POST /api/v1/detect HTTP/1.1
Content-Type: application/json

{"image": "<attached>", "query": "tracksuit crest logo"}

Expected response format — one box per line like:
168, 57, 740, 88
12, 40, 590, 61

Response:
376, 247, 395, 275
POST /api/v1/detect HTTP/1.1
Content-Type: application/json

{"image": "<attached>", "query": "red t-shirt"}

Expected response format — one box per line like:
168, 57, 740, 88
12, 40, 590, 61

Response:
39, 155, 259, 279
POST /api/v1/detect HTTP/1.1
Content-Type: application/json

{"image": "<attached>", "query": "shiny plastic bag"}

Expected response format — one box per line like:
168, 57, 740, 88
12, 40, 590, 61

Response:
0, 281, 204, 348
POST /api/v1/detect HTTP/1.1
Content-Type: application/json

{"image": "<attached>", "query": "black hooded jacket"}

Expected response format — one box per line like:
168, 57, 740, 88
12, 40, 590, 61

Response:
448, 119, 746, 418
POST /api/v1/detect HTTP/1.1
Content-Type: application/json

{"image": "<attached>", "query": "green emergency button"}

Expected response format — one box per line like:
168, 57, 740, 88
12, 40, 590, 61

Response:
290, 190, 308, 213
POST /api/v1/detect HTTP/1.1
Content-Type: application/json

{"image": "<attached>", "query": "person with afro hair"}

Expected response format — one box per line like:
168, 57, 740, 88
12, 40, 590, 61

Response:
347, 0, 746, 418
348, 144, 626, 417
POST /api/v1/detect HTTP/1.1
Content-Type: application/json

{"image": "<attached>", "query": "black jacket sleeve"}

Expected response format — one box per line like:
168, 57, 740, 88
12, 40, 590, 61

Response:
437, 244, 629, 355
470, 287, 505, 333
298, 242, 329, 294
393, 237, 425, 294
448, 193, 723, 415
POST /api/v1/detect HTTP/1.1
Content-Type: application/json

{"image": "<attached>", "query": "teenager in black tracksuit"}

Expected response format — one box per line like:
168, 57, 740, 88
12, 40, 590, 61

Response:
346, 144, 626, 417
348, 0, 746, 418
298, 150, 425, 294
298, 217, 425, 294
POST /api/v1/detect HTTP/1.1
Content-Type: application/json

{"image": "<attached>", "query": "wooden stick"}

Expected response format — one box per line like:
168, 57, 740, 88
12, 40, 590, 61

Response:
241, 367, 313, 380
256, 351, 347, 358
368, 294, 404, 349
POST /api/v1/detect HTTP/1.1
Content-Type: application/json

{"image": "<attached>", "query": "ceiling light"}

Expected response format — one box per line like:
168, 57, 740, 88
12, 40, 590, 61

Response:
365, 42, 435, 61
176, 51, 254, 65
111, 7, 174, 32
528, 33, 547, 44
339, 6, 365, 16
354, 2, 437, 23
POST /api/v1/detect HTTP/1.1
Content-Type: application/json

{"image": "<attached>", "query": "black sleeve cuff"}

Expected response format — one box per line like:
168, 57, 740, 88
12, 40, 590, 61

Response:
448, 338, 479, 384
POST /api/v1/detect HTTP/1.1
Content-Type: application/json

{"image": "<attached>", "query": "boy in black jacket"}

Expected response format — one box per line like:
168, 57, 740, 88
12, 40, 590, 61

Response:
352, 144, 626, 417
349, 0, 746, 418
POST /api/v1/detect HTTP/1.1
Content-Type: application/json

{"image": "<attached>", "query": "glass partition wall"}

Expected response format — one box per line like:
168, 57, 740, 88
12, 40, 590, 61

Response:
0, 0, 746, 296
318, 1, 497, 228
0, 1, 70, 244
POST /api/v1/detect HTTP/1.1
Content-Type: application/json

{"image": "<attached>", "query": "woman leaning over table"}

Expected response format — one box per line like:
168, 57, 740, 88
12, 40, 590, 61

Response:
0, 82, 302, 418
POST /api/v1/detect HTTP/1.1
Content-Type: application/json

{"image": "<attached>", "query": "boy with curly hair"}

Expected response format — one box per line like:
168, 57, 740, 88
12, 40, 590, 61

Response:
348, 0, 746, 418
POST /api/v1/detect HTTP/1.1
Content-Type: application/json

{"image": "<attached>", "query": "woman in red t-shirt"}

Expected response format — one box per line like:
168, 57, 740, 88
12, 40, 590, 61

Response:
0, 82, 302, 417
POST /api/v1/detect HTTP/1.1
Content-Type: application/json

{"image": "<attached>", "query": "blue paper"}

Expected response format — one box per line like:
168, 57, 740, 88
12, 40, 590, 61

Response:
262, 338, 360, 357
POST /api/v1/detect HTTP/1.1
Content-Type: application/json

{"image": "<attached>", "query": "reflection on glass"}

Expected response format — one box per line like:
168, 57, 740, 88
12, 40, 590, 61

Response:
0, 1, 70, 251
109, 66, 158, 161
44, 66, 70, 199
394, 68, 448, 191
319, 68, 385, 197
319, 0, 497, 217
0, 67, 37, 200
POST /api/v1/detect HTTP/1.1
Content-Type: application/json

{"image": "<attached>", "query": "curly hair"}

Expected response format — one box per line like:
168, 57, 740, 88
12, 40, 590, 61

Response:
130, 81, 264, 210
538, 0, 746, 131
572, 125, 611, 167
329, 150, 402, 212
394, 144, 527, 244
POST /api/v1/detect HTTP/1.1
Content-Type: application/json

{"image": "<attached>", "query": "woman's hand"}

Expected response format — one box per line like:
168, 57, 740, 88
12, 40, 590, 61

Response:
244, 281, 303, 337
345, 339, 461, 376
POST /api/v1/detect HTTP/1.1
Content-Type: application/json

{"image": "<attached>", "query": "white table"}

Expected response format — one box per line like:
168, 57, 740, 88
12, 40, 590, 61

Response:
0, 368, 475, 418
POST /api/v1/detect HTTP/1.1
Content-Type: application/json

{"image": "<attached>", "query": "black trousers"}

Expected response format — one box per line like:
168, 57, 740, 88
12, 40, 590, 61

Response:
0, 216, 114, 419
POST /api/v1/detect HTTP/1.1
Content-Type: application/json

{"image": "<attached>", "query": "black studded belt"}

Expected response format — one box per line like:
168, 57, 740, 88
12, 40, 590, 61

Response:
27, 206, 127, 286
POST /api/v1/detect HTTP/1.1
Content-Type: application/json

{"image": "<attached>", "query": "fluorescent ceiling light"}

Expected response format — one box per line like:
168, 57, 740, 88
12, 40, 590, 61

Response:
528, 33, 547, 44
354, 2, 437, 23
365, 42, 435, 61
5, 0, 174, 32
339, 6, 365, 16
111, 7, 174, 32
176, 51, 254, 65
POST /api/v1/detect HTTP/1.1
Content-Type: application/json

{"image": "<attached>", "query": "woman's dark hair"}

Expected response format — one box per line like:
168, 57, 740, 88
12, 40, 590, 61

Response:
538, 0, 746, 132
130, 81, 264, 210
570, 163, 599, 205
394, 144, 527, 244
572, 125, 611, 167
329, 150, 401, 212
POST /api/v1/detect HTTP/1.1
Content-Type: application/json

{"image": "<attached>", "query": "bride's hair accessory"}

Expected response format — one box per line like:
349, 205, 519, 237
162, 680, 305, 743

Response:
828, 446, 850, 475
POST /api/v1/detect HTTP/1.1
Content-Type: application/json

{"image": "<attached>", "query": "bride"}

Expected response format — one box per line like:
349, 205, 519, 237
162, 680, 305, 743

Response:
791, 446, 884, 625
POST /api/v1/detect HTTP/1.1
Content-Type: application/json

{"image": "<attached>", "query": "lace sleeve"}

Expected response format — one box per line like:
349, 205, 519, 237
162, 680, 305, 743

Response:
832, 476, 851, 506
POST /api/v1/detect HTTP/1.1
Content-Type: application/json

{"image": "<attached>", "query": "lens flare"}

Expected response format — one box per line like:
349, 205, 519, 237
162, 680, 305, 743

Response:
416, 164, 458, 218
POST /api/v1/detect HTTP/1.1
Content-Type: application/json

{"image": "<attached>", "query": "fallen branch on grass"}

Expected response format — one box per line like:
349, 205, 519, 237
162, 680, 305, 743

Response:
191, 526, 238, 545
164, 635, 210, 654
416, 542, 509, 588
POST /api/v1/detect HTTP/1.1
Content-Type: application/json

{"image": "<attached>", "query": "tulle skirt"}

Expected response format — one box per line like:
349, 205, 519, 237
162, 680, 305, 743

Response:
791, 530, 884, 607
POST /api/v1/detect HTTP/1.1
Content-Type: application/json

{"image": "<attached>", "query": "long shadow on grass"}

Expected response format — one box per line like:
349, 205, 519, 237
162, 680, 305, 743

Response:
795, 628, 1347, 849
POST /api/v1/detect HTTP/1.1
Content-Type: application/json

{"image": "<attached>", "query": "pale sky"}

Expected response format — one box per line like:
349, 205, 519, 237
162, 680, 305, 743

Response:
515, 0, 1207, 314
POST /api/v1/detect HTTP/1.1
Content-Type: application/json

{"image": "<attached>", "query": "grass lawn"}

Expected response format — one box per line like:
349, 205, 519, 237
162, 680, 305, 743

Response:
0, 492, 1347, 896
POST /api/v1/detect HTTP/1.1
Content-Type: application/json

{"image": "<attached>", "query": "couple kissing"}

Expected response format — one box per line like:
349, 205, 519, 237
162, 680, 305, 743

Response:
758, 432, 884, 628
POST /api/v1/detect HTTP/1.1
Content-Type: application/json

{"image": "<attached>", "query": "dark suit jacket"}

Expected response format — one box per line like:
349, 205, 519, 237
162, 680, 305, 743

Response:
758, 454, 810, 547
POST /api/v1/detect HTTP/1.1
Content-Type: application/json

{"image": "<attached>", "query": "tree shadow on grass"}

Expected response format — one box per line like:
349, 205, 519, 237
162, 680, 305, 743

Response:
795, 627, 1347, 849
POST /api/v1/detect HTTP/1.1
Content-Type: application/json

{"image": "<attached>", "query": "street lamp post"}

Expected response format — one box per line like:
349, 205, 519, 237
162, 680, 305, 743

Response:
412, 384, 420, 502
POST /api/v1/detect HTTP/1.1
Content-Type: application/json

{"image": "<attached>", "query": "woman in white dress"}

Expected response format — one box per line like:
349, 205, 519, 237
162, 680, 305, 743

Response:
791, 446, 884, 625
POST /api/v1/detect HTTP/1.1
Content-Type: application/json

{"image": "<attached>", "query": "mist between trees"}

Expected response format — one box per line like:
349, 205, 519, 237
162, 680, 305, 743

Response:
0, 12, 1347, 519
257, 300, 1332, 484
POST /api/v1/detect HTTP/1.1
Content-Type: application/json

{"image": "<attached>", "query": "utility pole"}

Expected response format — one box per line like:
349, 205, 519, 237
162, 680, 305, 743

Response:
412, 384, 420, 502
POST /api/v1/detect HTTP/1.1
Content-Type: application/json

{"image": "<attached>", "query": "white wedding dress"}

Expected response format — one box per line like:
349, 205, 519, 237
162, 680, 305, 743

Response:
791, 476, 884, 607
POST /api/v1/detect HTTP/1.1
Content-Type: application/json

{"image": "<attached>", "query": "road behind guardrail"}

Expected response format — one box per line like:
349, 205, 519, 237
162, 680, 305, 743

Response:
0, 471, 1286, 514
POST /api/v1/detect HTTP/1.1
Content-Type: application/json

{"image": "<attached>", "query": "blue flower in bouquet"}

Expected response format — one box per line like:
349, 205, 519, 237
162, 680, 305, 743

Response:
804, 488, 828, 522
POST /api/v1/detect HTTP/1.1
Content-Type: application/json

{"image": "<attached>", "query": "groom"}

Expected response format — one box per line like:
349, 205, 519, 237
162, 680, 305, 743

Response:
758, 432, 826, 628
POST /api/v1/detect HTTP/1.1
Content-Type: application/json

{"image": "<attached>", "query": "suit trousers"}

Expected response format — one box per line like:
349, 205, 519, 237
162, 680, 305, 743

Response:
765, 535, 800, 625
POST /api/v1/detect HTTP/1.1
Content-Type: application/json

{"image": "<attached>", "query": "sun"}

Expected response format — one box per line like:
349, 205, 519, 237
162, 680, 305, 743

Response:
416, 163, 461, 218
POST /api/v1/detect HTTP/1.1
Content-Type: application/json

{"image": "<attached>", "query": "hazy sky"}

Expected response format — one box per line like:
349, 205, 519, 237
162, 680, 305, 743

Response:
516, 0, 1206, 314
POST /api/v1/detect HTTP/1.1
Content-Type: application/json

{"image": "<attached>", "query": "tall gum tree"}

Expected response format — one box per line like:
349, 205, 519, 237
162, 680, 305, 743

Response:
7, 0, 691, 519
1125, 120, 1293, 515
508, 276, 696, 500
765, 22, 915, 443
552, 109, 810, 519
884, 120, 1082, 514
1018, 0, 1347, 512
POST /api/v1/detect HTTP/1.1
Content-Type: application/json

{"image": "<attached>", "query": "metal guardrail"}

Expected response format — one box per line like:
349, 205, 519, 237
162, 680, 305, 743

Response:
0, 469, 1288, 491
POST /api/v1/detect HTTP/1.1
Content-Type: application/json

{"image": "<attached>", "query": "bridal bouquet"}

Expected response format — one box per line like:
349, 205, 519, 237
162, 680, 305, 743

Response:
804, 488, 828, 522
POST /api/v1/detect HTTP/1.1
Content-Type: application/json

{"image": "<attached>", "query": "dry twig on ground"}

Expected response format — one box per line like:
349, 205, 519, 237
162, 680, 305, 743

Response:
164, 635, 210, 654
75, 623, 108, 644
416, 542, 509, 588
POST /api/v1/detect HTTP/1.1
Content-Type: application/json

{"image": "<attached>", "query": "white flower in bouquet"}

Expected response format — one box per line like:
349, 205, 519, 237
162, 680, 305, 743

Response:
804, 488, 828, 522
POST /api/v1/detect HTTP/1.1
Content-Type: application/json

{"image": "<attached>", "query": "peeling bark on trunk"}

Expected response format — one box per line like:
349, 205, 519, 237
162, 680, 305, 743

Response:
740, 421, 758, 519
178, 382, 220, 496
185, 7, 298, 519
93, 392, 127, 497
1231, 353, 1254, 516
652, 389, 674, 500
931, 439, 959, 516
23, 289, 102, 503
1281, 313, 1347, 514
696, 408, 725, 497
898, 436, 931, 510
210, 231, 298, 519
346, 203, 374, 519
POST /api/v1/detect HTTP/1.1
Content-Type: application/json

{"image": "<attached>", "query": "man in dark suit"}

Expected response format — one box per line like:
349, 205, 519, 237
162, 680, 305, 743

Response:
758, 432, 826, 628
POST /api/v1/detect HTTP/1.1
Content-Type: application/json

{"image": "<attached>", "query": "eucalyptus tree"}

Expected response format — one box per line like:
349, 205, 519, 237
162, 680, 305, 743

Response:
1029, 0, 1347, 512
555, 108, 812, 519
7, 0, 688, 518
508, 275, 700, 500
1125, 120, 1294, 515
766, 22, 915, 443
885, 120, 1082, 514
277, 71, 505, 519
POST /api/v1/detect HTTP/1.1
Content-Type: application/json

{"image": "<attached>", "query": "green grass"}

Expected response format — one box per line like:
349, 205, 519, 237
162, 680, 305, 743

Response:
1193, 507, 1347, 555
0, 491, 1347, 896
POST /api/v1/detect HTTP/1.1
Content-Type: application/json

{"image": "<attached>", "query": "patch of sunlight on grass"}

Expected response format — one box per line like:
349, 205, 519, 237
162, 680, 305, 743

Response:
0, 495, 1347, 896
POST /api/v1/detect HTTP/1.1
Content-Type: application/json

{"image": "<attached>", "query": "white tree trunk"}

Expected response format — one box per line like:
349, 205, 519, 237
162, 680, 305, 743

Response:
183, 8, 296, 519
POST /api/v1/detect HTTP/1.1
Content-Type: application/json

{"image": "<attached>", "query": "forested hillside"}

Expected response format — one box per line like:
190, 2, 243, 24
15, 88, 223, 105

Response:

● What to do: Add 126 to every coordinate in the response boxes, and write out everything from the start of the data down to the line containing "348, 144, 626, 417", both included. Keep the requests and their sample format lines as they are.

● Task response:
POST /api/v1/detect HTTP/1.1
Content-Type: application/json

{"image": "<attached>", "query": "tracksuit crest logo"}

Expected response format — one box per line like:
168, 57, 740, 88
12, 40, 590, 61

Response:
502, 373, 521, 401
POST /api/v1/detect HTTP/1.1
Content-Type: application/json

{"image": "<attached>", "query": "red t-shirt"}

Expected response format — one box per line like:
168, 57, 740, 88
12, 40, 590, 61

Response:
165, 281, 385, 405
POST /api/v1/detect HTTP/1.1
Content-Type: application/json

{"image": "<attached>", "query": "shiny plastic bag"}

Expected response format — one box per line like:
168, 57, 740, 88
12, 40, 590, 61

Response:
126, 407, 330, 474
POST /api/v1/detect HTTP/1.1
Content-Type: application/json

{"image": "<attached>", "query": "black hooded jacket"}

Expected response format — one box per line like:
168, 57, 740, 88
12, 40, 590, 61

Response:
574, 245, 872, 544
POST /api/v1/detect HTTP/1.1
Content-Type: application/json

{"image": "<attached>", "query": "green emergency button"}

Expected response format — one box per line like:
168, 57, 740, 88
12, 40, 590, 61

Response:
416, 316, 434, 339
POST /api/v1/detect HTTP/1.1
Content-Type: application/json

{"image": "<attached>", "query": "person with afro hair"}

Expected response format — one box per line like:
168, 57, 740, 88
12, 40, 590, 61

Response:
473, 126, 872, 544
474, 270, 752, 543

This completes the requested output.